What the task asks =
In full and word for word, print the data below.

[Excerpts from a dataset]

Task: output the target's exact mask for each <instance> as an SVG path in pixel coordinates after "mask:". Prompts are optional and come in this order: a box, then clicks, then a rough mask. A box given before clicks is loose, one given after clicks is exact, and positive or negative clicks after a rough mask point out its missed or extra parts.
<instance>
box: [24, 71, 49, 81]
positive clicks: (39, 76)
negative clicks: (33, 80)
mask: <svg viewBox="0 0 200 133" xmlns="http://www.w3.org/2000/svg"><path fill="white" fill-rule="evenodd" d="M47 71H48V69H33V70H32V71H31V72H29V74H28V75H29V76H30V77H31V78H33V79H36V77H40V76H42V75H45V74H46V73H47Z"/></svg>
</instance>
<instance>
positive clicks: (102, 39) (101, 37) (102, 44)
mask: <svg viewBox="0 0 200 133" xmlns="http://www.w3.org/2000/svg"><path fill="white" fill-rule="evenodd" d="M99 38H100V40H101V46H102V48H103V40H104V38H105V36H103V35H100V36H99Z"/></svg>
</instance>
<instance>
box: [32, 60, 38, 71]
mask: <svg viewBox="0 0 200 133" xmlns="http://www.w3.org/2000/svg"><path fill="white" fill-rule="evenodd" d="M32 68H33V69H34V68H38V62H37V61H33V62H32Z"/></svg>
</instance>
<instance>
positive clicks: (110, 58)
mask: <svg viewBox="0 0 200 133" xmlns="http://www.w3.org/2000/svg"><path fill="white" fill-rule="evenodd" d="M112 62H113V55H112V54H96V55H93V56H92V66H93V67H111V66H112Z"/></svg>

Output =
Task: output the target's exact mask for each <instance> as an SVG path in pixel coordinates after "mask:". Prompts are optional and come in this order: a box, then clicks, then a rough mask. A box given before clicks is loose, one given after clicks is exact, and positive or negative clicks after a rough mask point out its missed or extra parts.
<instance>
box: [24, 71, 49, 81]
positive clicks: (39, 76)
negative clicks: (33, 80)
mask: <svg viewBox="0 0 200 133" xmlns="http://www.w3.org/2000/svg"><path fill="white" fill-rule="evenodd" d="M47 71H48V69H33V70H32V71H31V72H29V74H28V75H29V76H30V77H31V78H33V79H36V77H40V76H42V75H45V74H46V73H47Z"/></svg>
</instance>
<instance>
positive clicks: (102, 39) (101, 37) (102, 44)
mask: <svg viewBox="0 0 200 133" xmlns="http://www.w3.org/2000/svg"><path fill="white" fill-rule="evenodd" d="M99 38H100V40H101V46H102V48H103V40H104V38H105V36H103V35H100V36H99Z"/></svg>
</instance>
<instance>
box: [32, 60, 38, 71]
mask: <svg viewBox="0 0 200 133" xmlns="http://www.w3.org/2000/svg"><path fill="white" fill-rule="evenodd" d="M32 68H33V69H34V68H38V62H37V61H33V62H32Z"/></svg>
</instance>
<instance>
positive clicks: (110, 58)
mask: <svg viewBox="0 0 200 133" xmlns="http://www.w3.org/2000/svg"><path fill="white" fill-rule="evenodd" d="M112 62H113V55H112V54H96V55H93V56H92V66H93V67H111V66H112Z"/></svg>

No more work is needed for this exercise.